**Work to complete**
How many lines in the material below contain the word "grass"? Write only the number.

**Raw data**
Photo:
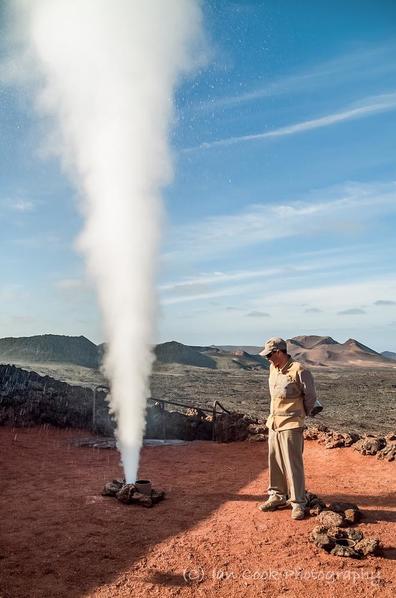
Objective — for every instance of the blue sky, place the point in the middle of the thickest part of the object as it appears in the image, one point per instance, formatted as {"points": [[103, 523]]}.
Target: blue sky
{"points": [[280, 219]]}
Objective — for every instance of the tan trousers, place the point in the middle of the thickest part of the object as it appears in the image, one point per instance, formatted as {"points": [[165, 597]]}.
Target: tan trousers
{"points": [[286, 465]]}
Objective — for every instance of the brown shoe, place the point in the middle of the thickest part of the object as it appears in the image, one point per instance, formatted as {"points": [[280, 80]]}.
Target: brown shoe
{"points": [[298, 513], [273, 503]]}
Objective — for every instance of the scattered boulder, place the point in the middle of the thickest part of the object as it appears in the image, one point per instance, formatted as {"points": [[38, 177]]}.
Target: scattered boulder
{"points": [[344, 542], [320, 538], [350, 511], [367, 546], [128, 494], [331, 519], [315, 431], [314, 505], [111, 488], [370, 444], [388, 453]]}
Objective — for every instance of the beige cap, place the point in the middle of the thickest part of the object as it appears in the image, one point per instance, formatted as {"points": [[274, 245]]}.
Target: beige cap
{"points": [[273, 344]]}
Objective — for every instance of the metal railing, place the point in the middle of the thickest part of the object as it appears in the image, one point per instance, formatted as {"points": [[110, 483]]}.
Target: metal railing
{"points": [[162, 403]]}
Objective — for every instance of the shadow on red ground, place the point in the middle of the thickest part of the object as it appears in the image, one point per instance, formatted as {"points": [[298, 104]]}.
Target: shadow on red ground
{"points": [[59, 537]]}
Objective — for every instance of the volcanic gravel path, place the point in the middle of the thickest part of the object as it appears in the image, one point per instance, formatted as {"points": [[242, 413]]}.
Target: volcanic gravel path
{"points": [[60, 537]]}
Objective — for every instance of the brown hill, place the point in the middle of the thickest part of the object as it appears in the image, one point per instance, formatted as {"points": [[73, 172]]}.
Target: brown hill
{"points": [[324, 350]]}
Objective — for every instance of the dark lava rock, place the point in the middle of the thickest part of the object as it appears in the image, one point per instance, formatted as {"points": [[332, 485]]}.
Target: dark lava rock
{"points": [[370, 445], [330, 519], [350, 511], [319, 536], [125, 493], [314, 505], [341, 550], [129, 495], [111, 488], [368, 546], [315, 431]]}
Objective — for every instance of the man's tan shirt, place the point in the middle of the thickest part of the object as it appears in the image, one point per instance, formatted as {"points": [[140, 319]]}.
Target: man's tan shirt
{"points": [[293, 395]]}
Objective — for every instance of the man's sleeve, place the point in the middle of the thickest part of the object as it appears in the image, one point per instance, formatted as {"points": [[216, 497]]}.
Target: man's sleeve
{"points": [[308, 389]]}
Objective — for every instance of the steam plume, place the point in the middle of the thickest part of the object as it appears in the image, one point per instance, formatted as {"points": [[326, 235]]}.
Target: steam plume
{"points": [[107, 72]]}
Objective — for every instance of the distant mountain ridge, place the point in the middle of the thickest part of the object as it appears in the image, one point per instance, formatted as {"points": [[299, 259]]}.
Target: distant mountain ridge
{"points": [[310, 349], [45, 348]]}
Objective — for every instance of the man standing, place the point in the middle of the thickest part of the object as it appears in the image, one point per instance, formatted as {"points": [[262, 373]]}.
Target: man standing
{"points": [[293, 396]]}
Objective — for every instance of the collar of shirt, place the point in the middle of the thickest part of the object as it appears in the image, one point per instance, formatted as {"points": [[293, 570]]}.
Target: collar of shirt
{"points": [[286, 366]]}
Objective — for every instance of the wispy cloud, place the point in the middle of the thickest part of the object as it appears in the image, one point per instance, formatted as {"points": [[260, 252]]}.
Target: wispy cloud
{"points": [[358, 64], [384, 302], [367, 107], [343, 210], [17, 205], [70, 284]]}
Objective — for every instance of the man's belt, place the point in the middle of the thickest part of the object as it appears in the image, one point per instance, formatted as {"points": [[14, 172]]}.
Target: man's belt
{"points": [[288, 414]]}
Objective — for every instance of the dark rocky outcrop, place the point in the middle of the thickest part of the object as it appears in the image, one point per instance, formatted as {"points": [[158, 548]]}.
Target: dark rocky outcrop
{"points": [[174, 352], [28, 399], [47, 348]]}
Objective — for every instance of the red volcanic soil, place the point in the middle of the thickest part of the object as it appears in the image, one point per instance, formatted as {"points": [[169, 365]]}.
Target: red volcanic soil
{"points": [[60, 538]]}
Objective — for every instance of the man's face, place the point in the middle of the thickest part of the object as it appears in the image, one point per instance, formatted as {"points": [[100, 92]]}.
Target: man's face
{"points": [[275, 358]]}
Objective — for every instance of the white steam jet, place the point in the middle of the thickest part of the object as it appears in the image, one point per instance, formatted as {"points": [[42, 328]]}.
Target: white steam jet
{"points": [[107, 73]]}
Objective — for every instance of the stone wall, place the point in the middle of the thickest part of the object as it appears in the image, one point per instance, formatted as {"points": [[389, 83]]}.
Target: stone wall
{"points": [[28, 399]]}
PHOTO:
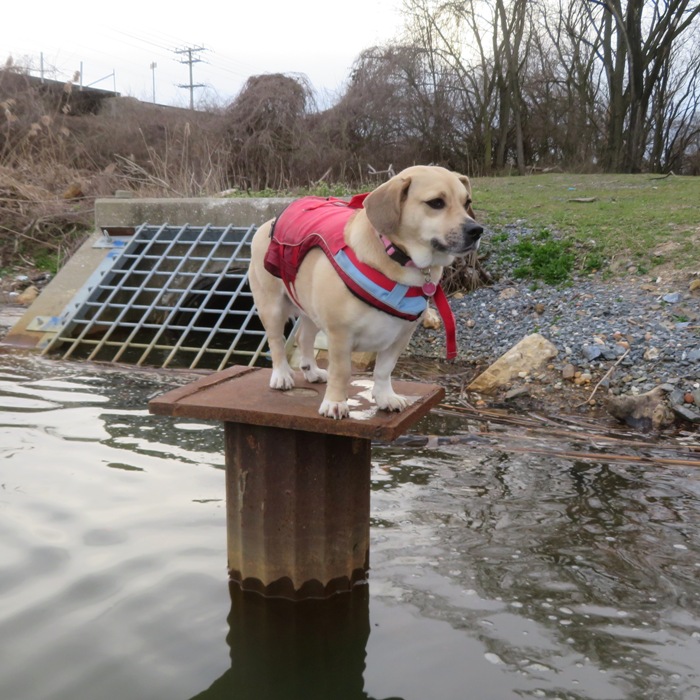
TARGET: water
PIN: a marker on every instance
(495, 574)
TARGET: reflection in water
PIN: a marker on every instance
(282, 650)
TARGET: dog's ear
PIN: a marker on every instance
(383, 205)
(465, 181)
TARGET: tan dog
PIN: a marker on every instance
(425, 212)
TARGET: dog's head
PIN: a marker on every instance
(426, 211)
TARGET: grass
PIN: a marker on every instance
(633, 222)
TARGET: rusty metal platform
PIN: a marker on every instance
(242, 395)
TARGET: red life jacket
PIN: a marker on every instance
(312, 222)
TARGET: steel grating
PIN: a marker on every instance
(174, 296)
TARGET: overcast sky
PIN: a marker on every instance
(118, 42)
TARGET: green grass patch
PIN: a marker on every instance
(626, 220)
(540, 257)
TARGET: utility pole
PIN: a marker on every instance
(191, 58)
(154, 65)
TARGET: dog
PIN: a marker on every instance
(400, 236)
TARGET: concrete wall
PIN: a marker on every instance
(120, 212)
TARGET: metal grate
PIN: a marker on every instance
(175, 296)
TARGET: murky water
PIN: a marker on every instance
(495, 574)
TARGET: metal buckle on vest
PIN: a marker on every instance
(429, 287)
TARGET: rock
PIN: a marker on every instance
(431, 319)
(517, 392)
(568, 372)
(645, 412)
(529, 355)
(687, 413)
(28, 296)
(508, 293)
(582, 378)
(592, 352)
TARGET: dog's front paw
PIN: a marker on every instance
(315, 375)
(391, 402)
(282, 379)
(334, 409)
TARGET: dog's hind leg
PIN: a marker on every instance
(306, 339)
(274, 317)
(335, 400)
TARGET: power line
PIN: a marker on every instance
(191, 53)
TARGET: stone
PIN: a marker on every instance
(646, 412)
(568, 372)
(516, 393)
(508, 293)
(687, 413)
(28, 296)
(592, 352)
(529, 355)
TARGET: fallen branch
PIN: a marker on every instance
(604, 377)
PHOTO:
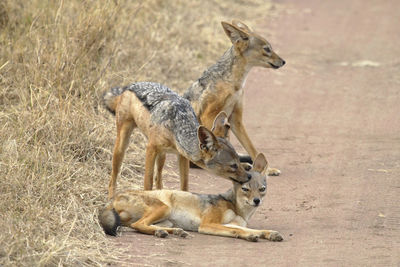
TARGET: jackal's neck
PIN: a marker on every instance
(231, 68)
(241, 209)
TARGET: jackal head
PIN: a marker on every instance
(218, 155)
(250, 194)
(251, 46)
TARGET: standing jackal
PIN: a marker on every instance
(170, 125)
(220, 88)
(163, 212)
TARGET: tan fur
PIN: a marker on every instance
(163, 212)
(225, 93)
(130, 113)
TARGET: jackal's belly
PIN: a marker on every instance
(185, 219)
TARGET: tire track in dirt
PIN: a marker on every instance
(329, 120)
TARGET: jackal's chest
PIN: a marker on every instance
(224, 98)
(186, 219)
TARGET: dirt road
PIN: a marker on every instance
(330, 120)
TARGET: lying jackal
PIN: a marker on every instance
(163, 212)
(170, 125)
(220, 88)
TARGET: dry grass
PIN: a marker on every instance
(56, 59)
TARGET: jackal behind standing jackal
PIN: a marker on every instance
(220, 88)
(163, 212)
(170, 125)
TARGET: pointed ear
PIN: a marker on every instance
(221, 125)
(260, 164)
(236, 35)
(246, 166)
(208, 141)
(241, 25)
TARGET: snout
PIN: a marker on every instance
(242, 178)
(277, 64)
(256, 201)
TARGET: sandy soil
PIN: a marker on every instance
(330, 120)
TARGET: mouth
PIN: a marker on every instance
(274, 66)
(236, 181)
(253, 205)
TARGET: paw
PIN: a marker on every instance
(252, 238)
(273, 172)
(161, 233)
(274, 236)
(180, 232)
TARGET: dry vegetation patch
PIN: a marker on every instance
(56, 59)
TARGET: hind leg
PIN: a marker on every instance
(124, 131)
(160, 160)
(184, 172)
(151, 154)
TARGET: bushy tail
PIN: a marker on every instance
(110, 98)
(109, 220)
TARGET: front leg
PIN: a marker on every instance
(236, 121)
(266, 234)
(184, 172)
(227, 231)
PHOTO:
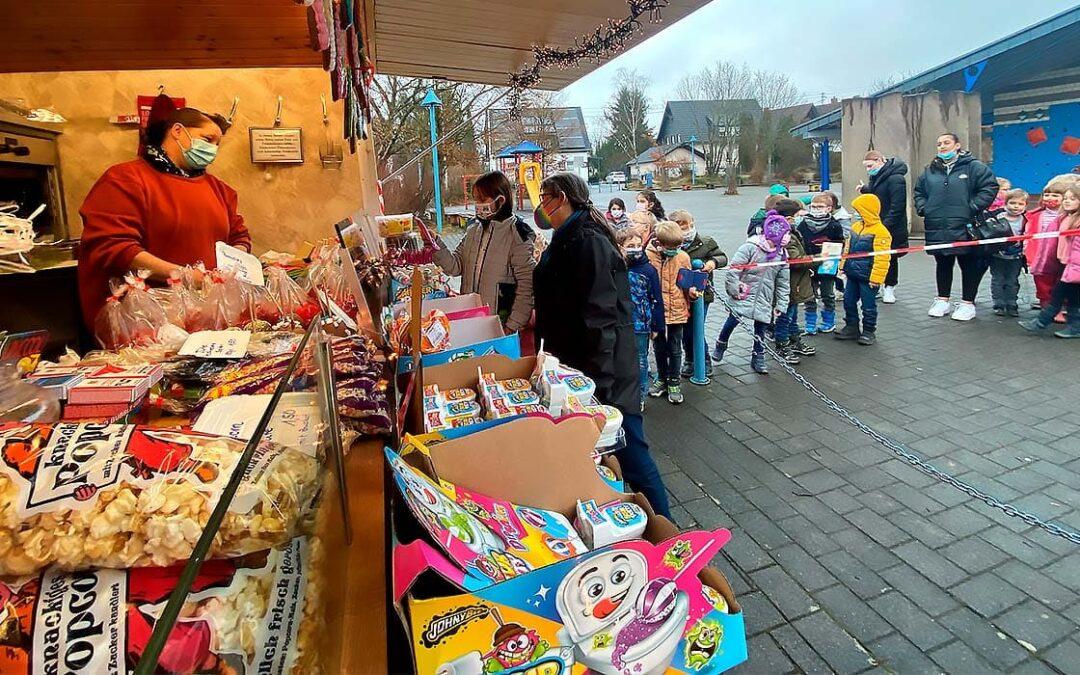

**Task result**
3